--- Short problem ---
Copy the data below word for word, beginning at the line containing "# test: mark the white boat, one" and ending after the line containing "point(1165, 361)".

[Dataset records]
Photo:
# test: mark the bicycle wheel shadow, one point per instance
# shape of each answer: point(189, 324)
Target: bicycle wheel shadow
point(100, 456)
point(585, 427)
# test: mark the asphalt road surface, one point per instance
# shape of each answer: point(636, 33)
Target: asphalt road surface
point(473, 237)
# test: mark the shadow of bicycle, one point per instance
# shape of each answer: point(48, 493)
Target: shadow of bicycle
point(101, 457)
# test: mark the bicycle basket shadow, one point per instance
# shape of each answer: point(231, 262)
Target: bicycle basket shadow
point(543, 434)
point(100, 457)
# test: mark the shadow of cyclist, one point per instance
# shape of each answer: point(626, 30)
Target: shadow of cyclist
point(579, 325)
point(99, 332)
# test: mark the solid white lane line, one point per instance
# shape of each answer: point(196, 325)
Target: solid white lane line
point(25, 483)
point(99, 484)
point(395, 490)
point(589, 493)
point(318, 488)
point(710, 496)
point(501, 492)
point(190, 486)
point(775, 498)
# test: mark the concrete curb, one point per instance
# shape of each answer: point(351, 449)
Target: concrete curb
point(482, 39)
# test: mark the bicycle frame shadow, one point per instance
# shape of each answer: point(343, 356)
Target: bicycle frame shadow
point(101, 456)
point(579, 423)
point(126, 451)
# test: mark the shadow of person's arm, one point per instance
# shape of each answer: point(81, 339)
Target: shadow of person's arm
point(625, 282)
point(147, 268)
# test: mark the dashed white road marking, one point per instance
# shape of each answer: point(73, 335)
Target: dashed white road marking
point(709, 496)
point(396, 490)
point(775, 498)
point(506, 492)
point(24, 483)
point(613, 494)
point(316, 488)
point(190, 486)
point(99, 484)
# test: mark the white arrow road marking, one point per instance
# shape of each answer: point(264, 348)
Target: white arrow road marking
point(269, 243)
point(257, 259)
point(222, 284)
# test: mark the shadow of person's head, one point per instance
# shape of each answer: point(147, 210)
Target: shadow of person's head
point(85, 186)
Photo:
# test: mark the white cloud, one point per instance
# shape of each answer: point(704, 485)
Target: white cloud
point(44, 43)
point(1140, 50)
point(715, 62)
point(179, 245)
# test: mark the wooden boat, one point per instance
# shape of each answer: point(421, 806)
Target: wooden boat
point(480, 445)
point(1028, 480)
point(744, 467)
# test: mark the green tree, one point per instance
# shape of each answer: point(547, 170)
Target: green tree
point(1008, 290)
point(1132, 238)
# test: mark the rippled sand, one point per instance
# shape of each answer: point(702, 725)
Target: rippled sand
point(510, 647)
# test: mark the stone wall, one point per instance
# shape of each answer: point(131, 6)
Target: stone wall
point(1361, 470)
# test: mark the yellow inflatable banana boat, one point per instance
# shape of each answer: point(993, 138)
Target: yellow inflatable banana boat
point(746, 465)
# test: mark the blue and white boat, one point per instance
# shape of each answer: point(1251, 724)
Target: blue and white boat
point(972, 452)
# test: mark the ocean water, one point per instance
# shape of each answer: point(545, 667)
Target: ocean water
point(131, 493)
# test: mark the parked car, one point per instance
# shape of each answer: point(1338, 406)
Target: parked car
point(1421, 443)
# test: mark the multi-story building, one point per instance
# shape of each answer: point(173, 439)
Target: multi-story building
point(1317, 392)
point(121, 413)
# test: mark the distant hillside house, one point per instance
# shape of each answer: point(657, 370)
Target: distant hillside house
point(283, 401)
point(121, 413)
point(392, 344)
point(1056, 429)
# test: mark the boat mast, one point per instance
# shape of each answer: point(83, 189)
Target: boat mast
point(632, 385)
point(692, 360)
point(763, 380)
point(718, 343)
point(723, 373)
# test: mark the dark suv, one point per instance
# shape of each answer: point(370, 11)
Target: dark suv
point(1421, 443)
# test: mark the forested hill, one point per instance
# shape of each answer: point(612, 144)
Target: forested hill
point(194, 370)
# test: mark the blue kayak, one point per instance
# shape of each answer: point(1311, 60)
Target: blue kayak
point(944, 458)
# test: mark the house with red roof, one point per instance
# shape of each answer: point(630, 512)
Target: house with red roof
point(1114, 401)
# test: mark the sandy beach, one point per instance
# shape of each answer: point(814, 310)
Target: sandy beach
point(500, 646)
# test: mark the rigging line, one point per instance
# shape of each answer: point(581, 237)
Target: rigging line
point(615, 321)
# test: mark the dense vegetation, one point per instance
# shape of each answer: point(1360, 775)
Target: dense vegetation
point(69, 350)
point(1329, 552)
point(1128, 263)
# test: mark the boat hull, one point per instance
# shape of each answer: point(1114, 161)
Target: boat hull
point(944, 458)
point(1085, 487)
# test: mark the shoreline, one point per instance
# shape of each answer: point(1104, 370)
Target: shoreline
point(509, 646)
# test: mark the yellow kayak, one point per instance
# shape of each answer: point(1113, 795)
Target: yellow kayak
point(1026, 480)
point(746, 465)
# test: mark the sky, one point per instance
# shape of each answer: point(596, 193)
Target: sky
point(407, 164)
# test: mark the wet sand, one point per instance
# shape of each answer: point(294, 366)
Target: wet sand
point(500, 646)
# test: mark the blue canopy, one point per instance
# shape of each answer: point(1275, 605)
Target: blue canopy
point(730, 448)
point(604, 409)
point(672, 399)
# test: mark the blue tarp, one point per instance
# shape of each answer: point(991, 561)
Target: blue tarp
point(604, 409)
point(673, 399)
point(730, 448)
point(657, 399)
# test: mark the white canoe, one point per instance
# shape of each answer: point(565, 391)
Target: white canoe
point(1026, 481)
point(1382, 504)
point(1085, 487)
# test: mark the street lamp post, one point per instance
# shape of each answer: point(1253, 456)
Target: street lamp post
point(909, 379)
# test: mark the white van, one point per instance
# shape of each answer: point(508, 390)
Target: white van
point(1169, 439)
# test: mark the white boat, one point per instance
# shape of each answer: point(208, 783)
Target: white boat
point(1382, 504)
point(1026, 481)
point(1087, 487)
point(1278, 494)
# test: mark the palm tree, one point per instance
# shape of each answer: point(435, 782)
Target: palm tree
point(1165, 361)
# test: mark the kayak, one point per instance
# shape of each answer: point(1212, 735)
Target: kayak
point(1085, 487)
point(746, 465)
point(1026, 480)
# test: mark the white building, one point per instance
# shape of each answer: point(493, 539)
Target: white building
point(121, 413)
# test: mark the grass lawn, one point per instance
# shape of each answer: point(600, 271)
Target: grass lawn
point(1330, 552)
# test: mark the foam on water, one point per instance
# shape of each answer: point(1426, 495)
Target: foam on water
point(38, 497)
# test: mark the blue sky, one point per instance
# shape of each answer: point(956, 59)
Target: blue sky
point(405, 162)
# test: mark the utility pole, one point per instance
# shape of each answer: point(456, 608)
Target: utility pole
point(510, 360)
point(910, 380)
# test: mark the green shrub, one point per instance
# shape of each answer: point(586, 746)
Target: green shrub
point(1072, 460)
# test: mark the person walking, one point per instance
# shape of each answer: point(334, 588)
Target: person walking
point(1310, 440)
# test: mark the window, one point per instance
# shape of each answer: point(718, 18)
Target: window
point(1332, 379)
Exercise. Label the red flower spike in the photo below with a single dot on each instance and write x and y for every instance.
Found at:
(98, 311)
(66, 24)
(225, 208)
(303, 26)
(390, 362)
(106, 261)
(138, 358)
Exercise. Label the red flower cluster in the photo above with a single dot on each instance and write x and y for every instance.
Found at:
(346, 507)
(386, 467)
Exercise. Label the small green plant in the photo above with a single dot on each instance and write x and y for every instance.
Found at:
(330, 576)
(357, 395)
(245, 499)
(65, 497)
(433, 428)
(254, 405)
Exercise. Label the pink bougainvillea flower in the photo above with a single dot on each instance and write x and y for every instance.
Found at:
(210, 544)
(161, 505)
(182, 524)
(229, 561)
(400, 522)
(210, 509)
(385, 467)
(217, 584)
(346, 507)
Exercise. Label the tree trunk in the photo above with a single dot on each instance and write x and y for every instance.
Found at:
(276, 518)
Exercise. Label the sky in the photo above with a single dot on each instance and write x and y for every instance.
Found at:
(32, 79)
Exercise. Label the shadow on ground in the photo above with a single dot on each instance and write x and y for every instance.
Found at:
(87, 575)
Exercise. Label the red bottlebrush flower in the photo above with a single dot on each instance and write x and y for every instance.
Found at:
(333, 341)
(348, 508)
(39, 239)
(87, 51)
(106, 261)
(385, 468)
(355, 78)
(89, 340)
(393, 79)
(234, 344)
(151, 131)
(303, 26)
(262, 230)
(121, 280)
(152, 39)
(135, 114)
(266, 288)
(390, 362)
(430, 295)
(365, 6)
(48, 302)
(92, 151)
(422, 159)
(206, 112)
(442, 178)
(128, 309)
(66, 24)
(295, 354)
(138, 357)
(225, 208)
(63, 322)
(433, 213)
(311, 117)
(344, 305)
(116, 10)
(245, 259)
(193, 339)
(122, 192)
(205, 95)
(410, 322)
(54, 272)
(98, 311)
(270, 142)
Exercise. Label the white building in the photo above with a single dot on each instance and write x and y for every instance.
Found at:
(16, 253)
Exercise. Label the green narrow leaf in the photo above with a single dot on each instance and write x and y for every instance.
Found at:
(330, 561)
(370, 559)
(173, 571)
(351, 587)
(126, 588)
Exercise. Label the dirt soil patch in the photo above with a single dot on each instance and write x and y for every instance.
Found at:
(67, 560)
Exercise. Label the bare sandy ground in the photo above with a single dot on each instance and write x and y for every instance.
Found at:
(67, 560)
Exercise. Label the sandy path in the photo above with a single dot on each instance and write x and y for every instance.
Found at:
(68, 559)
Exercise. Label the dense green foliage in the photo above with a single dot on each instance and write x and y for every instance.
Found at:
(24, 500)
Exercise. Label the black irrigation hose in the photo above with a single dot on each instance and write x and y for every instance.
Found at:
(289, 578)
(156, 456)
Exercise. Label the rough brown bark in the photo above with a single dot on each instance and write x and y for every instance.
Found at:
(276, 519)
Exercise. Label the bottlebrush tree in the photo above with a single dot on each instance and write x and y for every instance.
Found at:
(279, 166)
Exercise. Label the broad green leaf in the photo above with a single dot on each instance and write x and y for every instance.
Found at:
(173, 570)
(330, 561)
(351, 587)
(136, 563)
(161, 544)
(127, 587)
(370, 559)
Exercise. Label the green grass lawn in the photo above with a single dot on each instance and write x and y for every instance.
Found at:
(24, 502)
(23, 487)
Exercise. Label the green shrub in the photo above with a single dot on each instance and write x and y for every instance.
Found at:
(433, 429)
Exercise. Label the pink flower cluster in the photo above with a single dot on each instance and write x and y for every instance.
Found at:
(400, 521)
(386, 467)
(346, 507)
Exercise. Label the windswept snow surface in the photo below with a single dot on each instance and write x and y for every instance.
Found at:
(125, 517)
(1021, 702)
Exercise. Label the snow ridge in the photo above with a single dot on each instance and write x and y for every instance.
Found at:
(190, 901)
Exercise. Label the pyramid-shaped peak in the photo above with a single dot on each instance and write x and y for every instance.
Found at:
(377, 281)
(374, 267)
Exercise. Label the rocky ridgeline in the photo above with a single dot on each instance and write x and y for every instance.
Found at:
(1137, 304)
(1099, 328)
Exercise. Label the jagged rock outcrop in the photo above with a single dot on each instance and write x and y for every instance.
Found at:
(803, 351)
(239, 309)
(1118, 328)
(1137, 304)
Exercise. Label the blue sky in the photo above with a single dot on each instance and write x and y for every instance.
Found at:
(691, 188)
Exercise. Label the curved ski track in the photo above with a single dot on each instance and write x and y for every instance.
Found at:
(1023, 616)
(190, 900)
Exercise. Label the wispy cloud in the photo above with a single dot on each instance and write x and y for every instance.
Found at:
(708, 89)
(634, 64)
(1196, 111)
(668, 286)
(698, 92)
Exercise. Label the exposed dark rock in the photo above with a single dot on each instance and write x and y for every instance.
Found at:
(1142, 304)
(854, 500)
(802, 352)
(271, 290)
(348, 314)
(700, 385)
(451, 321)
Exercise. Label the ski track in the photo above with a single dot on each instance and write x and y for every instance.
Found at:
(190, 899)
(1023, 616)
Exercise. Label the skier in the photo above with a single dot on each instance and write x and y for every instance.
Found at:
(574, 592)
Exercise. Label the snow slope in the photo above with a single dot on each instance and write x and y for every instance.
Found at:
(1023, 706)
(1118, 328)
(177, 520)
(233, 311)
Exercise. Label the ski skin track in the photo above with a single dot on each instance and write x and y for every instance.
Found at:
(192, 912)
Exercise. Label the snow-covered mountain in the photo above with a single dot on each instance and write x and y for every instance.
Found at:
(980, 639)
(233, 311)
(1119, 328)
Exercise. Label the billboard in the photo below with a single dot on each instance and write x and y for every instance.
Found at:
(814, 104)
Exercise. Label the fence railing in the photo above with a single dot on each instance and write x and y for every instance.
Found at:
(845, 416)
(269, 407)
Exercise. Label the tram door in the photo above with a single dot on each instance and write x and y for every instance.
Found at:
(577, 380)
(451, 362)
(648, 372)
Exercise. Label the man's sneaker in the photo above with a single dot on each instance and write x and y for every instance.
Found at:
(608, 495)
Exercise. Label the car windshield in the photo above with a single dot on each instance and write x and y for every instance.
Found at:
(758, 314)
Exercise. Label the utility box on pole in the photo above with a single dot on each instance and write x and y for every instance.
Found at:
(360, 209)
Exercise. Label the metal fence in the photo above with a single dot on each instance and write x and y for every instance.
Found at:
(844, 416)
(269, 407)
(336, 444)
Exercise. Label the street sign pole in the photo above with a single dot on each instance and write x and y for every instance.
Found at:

--- Completed task ---
# test: mark the white boat, one point per instance
# shape of each answer: point(208, 783)
Target: white boat
point(1382, 504)
point(1026, 481)
point(1087, 487)
point(1278, 494)
# test: mark the palm tree, one point per instance
# shape of each answer: point(435, 782)
Target: palm tree
point(1165, 361)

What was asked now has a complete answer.